> _Data shown_
--
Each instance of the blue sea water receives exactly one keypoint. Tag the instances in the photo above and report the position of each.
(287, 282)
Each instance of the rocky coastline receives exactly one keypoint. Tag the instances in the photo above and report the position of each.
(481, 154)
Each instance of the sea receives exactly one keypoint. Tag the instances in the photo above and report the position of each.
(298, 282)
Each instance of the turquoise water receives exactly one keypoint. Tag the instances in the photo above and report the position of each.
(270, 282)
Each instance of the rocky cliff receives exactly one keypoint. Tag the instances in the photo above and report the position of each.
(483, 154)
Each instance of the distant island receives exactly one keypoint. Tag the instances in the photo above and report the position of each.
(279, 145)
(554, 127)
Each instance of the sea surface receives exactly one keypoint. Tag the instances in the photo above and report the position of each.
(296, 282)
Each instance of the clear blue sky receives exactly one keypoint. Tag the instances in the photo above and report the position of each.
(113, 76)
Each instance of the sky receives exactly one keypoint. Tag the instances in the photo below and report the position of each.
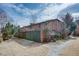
(25, 13)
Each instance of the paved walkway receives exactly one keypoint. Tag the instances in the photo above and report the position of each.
(72, 49)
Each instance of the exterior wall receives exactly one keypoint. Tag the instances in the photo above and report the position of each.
(50, 25)
(77, 30)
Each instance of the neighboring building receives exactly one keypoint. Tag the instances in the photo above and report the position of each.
(51, 25)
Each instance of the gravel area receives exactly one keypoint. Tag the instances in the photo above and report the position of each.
(22, 47)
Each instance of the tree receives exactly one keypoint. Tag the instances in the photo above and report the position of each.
(70, 26)
(8, 31)
(68, 19)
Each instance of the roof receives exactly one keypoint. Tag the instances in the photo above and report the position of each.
(42, 22)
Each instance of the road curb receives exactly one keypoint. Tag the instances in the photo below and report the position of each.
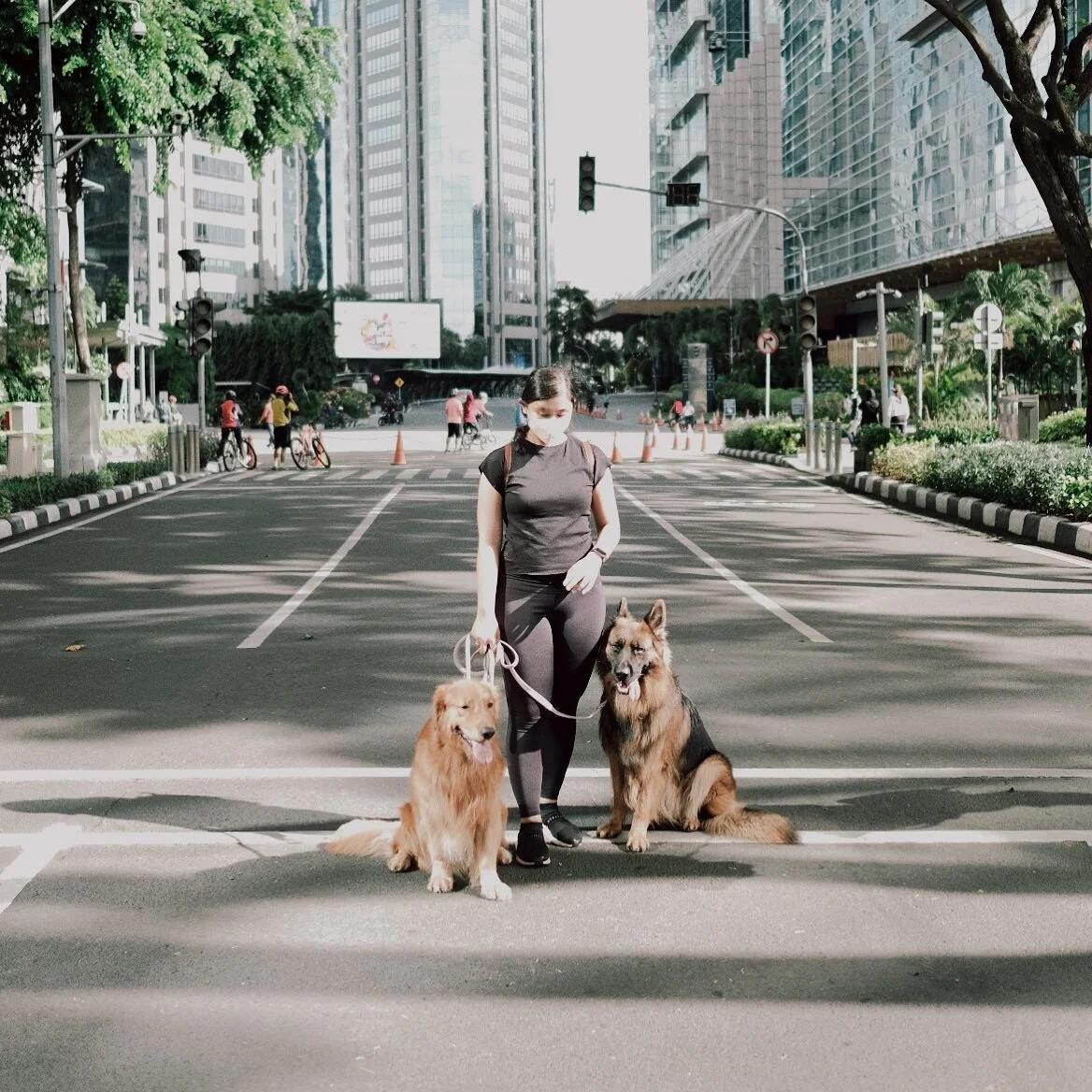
(757, 456)
(1051, 531)
(20, 524)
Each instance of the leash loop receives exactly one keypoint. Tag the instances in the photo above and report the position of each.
(509, 660)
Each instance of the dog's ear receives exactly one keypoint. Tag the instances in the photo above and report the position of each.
(656, 618)
(439, 702)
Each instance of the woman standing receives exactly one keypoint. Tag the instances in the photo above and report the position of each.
(539, 587)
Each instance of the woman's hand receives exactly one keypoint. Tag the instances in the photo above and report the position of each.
(485, 631)
(583, 574)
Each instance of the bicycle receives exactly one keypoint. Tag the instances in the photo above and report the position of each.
(308, 449)
(481, 435)
(232, 454)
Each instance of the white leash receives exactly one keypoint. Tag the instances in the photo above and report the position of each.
(509, 663)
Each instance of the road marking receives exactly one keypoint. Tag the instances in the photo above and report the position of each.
(255, 639)
(38, 851)
(739, 583)
(128, 507)
(384, 772)
(1054, 554)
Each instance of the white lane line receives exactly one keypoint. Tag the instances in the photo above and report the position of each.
(38, 851)
(739, 583)
(384, 772)
(1054, 554)
(255, 639)
(114, 510)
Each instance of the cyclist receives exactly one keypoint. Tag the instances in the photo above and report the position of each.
(284, 405)
(231, 417)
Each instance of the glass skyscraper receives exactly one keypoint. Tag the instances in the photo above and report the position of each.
(444, 108)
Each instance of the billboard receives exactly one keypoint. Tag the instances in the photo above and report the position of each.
(384, 330)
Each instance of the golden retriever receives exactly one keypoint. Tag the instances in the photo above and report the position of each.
(454, 819)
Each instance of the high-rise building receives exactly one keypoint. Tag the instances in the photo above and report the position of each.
(441, 180)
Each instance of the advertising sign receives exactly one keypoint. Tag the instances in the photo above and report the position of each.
(382, 330)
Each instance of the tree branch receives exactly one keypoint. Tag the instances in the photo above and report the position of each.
(1033, 32)
(1019, 109)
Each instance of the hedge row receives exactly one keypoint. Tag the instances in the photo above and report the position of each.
(1052, 479)
(779, 438)
(18, 495)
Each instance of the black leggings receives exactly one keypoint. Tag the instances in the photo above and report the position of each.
(556, 635)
--
> _Brief_
Produce the full material again verbatim, with the pictures dropped.

> _Exercise response_
Each instance of the blue sea water receives exactly one keypoint. Tag the instances in the photo above and report the position of each.
(287, 282)
Each instance of the rocky coastline receives exactly one keypoint. Tag the instances in the photo above and report the position of each.
(481, 154)
Each instance of the sea receives exactly one keypoint. Tag the instances in the photo above and report the position of each.
(298, 282)
Each instance of the turquoise water receives exactly one keypoint. Tag the instances in the photo above and report the position of each.
(270, 282)
Each instance of the rocky cliff receives exactly one keypoint. Tag the instances in the photo above and report the position of each.
(483, 154)
Each instance of the distant island receives exactly one keypoint. Tag the instances in the photo above and report the position of each.
(279, 145)
(554, 127)
Each instance of the sea surface receives exactly one keypoint. Tag the instances in the photo above and report the position of each.
(296, 282)
Each instance of the clear blue sky receives exactly one keypoint. Tag the instances in the photo above and report the position of each.
(113, 76)
Each instance of the sky receives exactly one keypoint. Tag the instances in the photo below and report the position of each.
(25, 13)
Each instance of the paved walkway receives exactly one keypoint. Tag the instances in the photo above and report the position of each.
(72, 49)
Each instance of the exterior wall receives exactly one keypoint. Tag the instances in the photo above and report the position of each.
(50, 25)
(77, 30)
Each instance of the neighboring building receives exactly one keypoint. Tag the instances in the photo above and report the position of each.
(51, 25)
Each instance of the gravel area receives exactly one keypoint. Tag the instances in the photo above and report the position of each.
(22, 47)
Each instance of the tree receives exactly one keypoint. Tag the instances in the photo above and report the position of each.
(70, 26)
(8, 31)
(68, 19)
Each instance of the roof receives exactly one keypoint. Tag the instances in the photo above and report the position of each.
(42, 22)
Each instance of the road curb receives exactly one keypoint. Tag the instances in the photo below and report the position of each.
(757, 456)
(1051, 531)
(20, 524)
Each instance of the leash loop receives exactly one keypoint. Tag the instances in the photo above and report the position of each.
(509, 660)
Each instance of the dog's ear receives exactly one keypoint. Tag the instances in the photo above and report the position of each.
(656, 618)
(439, 702)
Each instance of the woman standing receives exactly one keypoint. Tag the instances in the photo above and report the position of each.
(539, 587)
Each instance of the woman's hand receives exactly one keypoint. Tag the instances in the photo above and report the position of each.
(485, 631)
(583, 574)
Each instance of the bicycle receives exactly one keypoint. Tag the instances in the photo above and report the position of each.
(308, 449)
(481, 435)
(232, 454)
Each instance of the white leash receives exactly one keypoint. Tag the instances in the photo above and report the position of each.
(509, 663)
Each instance of the road marking receives exactly one keypoint. Tag the instances in the photo above and report the position of each.
(255, 639)
(38, 851)
(739, 583)
(128, 507)
(384, 772)
(1054, 554)
Each instance of the white lane line receives exactly one keypoint. Tag the instances in the photo above and report the position of each.
(38, 851)
(739, 583)
(384, 772)
(1054, 554)
(255, 639)
(114, 510)
Each instance of the cyclist receives exactly one keypoint. Tag the instances in the photo above and report the position of each.
(284, 405)
(231, 417)
Each instance of the glass skyscraper receives exactly one keypoint. Tag the instances in the photo above and report the position of each.
(444, 108)
Each instance of the billboard receives exactly one keypoint. Tag the instances in the photo above and report the position of each.
(384, 330)
Each instance of the golden retriever receives exactly one keypoint. Tag the instances in the photo above and report the position of each.
(454, 819)
Each instance of the high-rise building receives exactly one keypoint. Tag the instances in the photo above and report the position of each.
(441, 180)
Each instance of the advertising sign receives exactly one keypoint. Tag the instances in the photo above and report the position of each.
(382, 330)
Each instance of the tree branch receives exactly one keypoint. Tag the instances in the photo above and report the position of each.
(1033, 32)
(1019, 109)
Each instance of the hedge row receives exactly one keypoint. Tag the instances in the photo above and report the position of each.
(1052, 479)
(779, 438)
(18, 495)
Each instance of the black leggings receives exactly one keypoint. Tag the instances in the photo above and report the position of each.
(556, 635)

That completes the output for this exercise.